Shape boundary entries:
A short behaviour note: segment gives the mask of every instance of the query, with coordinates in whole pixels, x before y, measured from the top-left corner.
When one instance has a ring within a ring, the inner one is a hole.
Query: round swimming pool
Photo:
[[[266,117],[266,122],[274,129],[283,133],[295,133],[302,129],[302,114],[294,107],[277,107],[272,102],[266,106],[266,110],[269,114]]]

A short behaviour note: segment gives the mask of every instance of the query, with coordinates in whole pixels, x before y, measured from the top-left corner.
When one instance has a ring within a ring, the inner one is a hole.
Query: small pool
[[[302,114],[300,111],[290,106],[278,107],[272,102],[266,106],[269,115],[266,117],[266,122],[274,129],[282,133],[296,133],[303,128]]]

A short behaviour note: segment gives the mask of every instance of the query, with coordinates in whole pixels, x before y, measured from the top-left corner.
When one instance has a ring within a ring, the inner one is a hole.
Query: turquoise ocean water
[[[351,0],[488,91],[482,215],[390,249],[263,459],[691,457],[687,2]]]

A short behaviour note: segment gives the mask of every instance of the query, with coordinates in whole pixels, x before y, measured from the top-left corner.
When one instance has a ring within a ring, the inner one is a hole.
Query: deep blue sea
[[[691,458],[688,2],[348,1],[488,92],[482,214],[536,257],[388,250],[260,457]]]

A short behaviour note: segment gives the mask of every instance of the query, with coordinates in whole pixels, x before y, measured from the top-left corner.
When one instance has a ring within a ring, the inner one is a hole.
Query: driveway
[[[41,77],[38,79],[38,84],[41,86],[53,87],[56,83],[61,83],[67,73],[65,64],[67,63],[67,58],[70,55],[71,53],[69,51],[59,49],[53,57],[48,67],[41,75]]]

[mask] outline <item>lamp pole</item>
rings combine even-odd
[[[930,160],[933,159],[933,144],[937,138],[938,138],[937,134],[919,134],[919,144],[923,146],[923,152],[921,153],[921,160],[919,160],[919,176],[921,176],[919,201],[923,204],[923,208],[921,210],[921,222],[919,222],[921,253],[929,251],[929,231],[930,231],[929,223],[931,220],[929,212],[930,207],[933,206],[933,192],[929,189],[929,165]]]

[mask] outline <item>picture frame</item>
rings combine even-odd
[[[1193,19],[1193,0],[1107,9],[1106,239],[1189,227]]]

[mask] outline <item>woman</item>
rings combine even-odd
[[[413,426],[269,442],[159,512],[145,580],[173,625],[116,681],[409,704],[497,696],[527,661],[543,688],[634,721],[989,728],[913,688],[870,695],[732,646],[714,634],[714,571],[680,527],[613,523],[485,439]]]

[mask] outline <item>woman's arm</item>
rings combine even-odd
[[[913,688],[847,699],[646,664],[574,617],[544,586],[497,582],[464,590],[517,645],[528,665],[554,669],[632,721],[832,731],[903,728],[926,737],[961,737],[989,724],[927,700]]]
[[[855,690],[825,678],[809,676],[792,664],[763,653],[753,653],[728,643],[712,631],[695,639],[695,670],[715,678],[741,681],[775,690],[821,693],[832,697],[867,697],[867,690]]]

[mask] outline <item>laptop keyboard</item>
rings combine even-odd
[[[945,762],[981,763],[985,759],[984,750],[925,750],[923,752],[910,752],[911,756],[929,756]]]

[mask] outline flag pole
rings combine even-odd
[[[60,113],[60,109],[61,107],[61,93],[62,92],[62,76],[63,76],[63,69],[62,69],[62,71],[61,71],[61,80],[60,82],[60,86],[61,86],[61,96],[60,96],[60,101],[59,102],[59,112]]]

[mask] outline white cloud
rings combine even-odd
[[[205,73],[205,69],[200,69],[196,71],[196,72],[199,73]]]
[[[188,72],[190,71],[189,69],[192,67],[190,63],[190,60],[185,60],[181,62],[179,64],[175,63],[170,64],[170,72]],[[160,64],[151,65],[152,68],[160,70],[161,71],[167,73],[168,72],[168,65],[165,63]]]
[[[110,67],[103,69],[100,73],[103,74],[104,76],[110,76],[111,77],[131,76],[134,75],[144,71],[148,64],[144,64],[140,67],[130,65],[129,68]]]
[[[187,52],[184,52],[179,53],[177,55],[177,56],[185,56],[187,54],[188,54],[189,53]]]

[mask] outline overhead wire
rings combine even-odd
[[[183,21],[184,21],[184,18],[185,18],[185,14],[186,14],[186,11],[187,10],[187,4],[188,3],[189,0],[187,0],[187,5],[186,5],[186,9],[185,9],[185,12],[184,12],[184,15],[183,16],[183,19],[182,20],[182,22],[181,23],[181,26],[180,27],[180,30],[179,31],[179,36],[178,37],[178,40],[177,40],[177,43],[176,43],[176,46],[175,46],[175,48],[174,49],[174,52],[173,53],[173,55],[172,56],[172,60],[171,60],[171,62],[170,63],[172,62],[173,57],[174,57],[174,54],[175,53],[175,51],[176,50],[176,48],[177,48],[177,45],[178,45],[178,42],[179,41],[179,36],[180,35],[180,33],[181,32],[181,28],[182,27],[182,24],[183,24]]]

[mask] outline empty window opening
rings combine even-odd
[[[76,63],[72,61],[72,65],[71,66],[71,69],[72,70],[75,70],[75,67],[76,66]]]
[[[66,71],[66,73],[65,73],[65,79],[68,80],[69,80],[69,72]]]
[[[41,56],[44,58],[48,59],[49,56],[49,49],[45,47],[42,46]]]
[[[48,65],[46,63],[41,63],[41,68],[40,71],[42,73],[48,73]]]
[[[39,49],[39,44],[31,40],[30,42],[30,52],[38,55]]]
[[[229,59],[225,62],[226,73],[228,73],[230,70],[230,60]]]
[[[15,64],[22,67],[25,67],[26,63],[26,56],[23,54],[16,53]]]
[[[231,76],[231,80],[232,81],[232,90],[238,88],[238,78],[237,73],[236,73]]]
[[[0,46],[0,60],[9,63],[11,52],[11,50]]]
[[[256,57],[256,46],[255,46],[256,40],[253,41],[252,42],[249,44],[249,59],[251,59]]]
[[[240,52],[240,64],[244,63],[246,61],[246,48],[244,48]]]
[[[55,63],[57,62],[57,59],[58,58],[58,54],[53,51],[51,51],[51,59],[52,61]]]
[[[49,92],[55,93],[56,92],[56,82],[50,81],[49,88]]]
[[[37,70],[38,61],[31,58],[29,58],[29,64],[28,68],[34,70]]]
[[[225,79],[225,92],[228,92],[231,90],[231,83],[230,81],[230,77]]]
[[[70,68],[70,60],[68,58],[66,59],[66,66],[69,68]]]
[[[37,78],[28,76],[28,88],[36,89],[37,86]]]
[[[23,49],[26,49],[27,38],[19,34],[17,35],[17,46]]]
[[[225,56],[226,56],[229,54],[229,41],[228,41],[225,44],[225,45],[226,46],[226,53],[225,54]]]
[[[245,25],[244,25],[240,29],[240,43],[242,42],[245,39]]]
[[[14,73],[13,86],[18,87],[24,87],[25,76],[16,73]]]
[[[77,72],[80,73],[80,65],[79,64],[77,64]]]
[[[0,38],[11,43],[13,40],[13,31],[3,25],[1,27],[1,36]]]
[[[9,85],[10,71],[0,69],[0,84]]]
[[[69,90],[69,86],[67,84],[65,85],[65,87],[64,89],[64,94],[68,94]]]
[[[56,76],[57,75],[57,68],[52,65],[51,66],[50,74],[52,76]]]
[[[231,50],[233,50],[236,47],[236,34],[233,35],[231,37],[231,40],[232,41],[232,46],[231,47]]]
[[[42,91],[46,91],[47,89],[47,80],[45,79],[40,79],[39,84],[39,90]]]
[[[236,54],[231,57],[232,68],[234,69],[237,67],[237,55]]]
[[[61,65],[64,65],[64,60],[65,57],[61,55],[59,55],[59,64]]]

* [Stated goal]: Copy out the full material exactly as it appears.

* [In response]:
A short behaviour note: segment gives the mask of every instance of the query, with coordinates in whole pixels, x before y, measured from the top-left corner.
When one instance has a ring within a ring, the inner one is a hole.
Query: round swimming pool
Photo:
[[[266,117],[266,122],[274,129],[283,133],[295,133],[302,129],[302,114],[294,107],[277,107],[272,102],[266,106],[266,110],[269,114]]]

A short behaviour note: segment gives the mask of every instance of the query, with coordinates in whole pixels, x before y, measured from the top-left corner.
When one instance has a ring within a ring, the inner one is a hole.
Query: small pool
[[[302,114],[300,111],[290,106],[278,107],[272,102],[266,106],[269,115],[266,117],[266,122],[274,129],[282,133],[296,133],[303,128]]]

A short behaviour note: segment gives the mask of every instance of the query, with coordinates in whole pixels, x before y, measured from the top-left corner.
When one instance has a ring within a ring, the inner one is a hole.
Query: turquoise ocean water
[[[351,0],[488,91],[482,215],[390,249],[263,459],[691,457],[687,2]]]

A short behaviour note: segment gives the mask of every instance of the query, with coordinates in whole pixels, x before y, measured from the top-left corner.
When one instance has a ring within a ring, the inner one is a hole.
Query: deep blue sea
[[[691,458],[688,2],[348,1],[488,92],[482,214],[536,257],[388,250],[260,457]]]

A short behaviour note: segment gives the mask of every instance of the query, with coordinates in whole pixels, x before y, measured from the top-left corner.
When one instance has a ring within a ring, the inner one is a hole.
Query: driveway
[[[41,77],[38,79],[38,84],[41,86],[53,87],[56,83],[61,83],[67,73],[65,64],[67,63],[67,58],[70,55],[71,53],[69,51],[59,49],[53,57],[48,67],[41,75]]]

[mask] outline <item>lamp pole</item>
rings combine even-odd
[[[930,160],[933,159],[933,144],[937,138],[938,138],[937,134],[919,134],[919,144],[923,146],[923,152],[921,153],[921,160],[919,160],[919,176],[921,176],[919,201],[923,204],[923,208],[921,210],[921,222],[919,222],[921,253],[929,251],[929,231],[930,231],[929,223],[931,220],[929,212],[930,207],[933,206],[933,192],[929,189],[929,165]]]

[mask] outline <item>picture frame</item>
rings combine even-odd
[[[1193,19],[1193,0],[1107,9],[1106,239],[1189,227]]]

[mask] outline <item>woman</item>
rings combine even-odd
[[[413,426],[269,442],[159,512],[145,580],[173,625],[116,681],[409,704],[497,696],[527,661],[543,688],[634,721],[989,728],[913,688],[870,695],[732,646],[714,634],[714,571],[680,527],[613,523],[485,439]]]

[mask] outline <item>woman's arm</item>
rings combine even-odd
[[[913,688],[847,699],[646,664],[574,617],[544,586],[497,582],[464,590],[517,645],[528,665],[554,669],[632,721],[832,731],[903,728],[926,737],[961,737],[989,724],[927,700]]]
[[[855,690],[825,678],[809,676],[792,664],[763,653],[753,653],[728,643],[712,631],[695,639],[695,670],[715,678],[741,681],[775,690],[821,693],[832,697],[867,697],[867,690]]]

[mask] outline <item>laptop keyboard</item>
rings combine even-odd
[[[945,762],[981,763],[985,759],[984,750],[925,750],[923,752],[910,752],[911,756],[929,756]]]

[mask] outline flag pole
rings combine even-odd
[[[60,113],[60,109],[61,107],[61,93],[62,92],[62,76],[63,76],[63,69],[62,69],[62,71],[61,71],[61,80],[60,82],[60,86],[61,86],[61,96],[60,96],[60,101],[59,102],[59,112]]]

[mask] outline white cloud
rings combine even-odd
[[[205,73],[205,69],[200,69],[196,71],[196,72],[199,73]]]
[[[188,72],[190,71],[189,69],[192,67],[190,63],[190,60],[185,60],[181,62],[179,64],[175,63],[170,64],[170,72]],[[160,64],[151,65],[152,68],[160,70],[161,71],[167,73],[168,72],[168,65],[165,63]]]
[[[110,67],[103,69],[100,73],[103,74],[104,76],[110,76],[111,77],[131,76],[134,75],[144,71],[148,64],[144,64],[140,67],[130,65],[129,68]]]
[[[187,52],[184,52],[179,53],[177,55],[177,56],[185,56],[187,54],[188,54],[189,53]]]

[mask] outline overhead wire
rings combine even-odd
[[[183,21],[184,21],[184,18],[185,18],[185,14],[186,14],[186,11],[187,10],[187,4],[188,3],[189,0],[187,0],[187,5],[186,5],[186,9],[185,9],[185,12],[184,12],[184,15],[183,16],[183,19],[182,20],[182,22],[181,23],[181,26],[180,27],[180,30],[179,31],[179,36],[178,37],[178,40],[177,40],[177,43],[176,43],[176,46],[175,46],[175,48],[174,49],[174,52],[173,53],[173,55],[172,56],[172,60],[171,60],[171,62],[170,63],[172,62],[173,57],[174,57],[174,54],[175,53],[175,51],[176,50],[176,48],[177,48],[177,45],[178,45],[178,42],[179,41],[179,36],[180,35],[180,33],[181,32],[181,28],[182,27],[182,24],[183,24]]]

[mask] outline empty window opening
rings combine even-odd
[[[76,63],[72,61],[72,65],[71,66],[71,69],[72,70],[75,70],[75,67],[76,66]]]
[[[66,71],[66,73],[65,73],[65,79],[68,80],[69,80],[69,72]]]
[[[41,56],[44,58],[48,59],[49,56],[49,49],[45,47],[42,46]]]
[[[48,65],[46,63],[41,63],[41,68],[40,71],[42,73],[48,73]]]
[[[39,49],[39,44],[31,40],[30,42],[30,52],[38,55]]]
[[[229,59],[225,62],[226,73],[228,73],[230,70],[230,60]]]
[[[15,64],[22,67],[25,67],[26,63],[26,56],[23,54],[16,53]]]
[[[231,76],[231,80],[232,81],[232,90],[238,88],[238,78],[237,73],[236,73]]]
[[[0,46],[0,60],[9,63],[11,52],[11,50]]]
[[[256,57],[256,46],[255,46],[256,40],[253,41],[252,42],[249,44],[249,59],[251,59]]]
[[[240,52],[240,64],[244,63],[246,61],[246,48],[244,48]]]
[[[55,63],[57,62],[57,59],[58,58],[58,54],[53,51],[51,51],[51,59],[52,61]]]
[[[49,92],[55,93],[56,92],[56,82],[50,81],[49,88]]]
[[[37,70],[38,61],[31,58],[29,58],[29,64],[28,68],[34,70]]]
[[[225,79],[225,92],[228,92],[231,90],[231,83],[230,81],[230,77]]]
[[[70,68],[70,60],[68,58],[66,59],[66,66],[69,68]]]
[[[37,78],[28,76],[28,88],[36,89],[37,86]]]
[[[23,49],[26,49],[27,38],[19,34],[17,35],[17,46]]]
[[[225,56],[226,56],[229,54],[229,41],[228,41],[225,44],[225,45],[226,46],[226,53],[225,54]]]
[[[245,25],[244,25],[240,29],[240,43],[242,42],[245,39]]]
[[[14,73],[13,86],[18,87],[24,87],[25,76],[16,73]]]
[[[77,72],[80,73],[80,65],[79,64],[77,64]]]
[[[0,38],[11,43],[13,40],[13,31],[3,25],[1,27],[1,36]]]
[[[9,85],[10,71],[0,69],[0,84]]]
[[[69,90],[69,86],[67,84],[65,85],[65,87],[64,89],[64,94],[68,94]]]
[[[56,76],[57,75],[57,68],[52,65],[51,66],[50,74],[52,76]]]
[[[231,50],[233,50],[236,47],[236,34],[233,35],[231,37],[231,40],[232,41],[232,46],[231,47]]]
[[[42,91],[46,91],[47,89],[47,80],[45,79],[40,79],[39,84],[39,90]]]
[[[236,54],[231,57],[232,68],[234,69],[237,67],[237,55]]]
[[[61,65],[64,65],[64,60],[65,57],[61,55],[59,55],[59,64]]]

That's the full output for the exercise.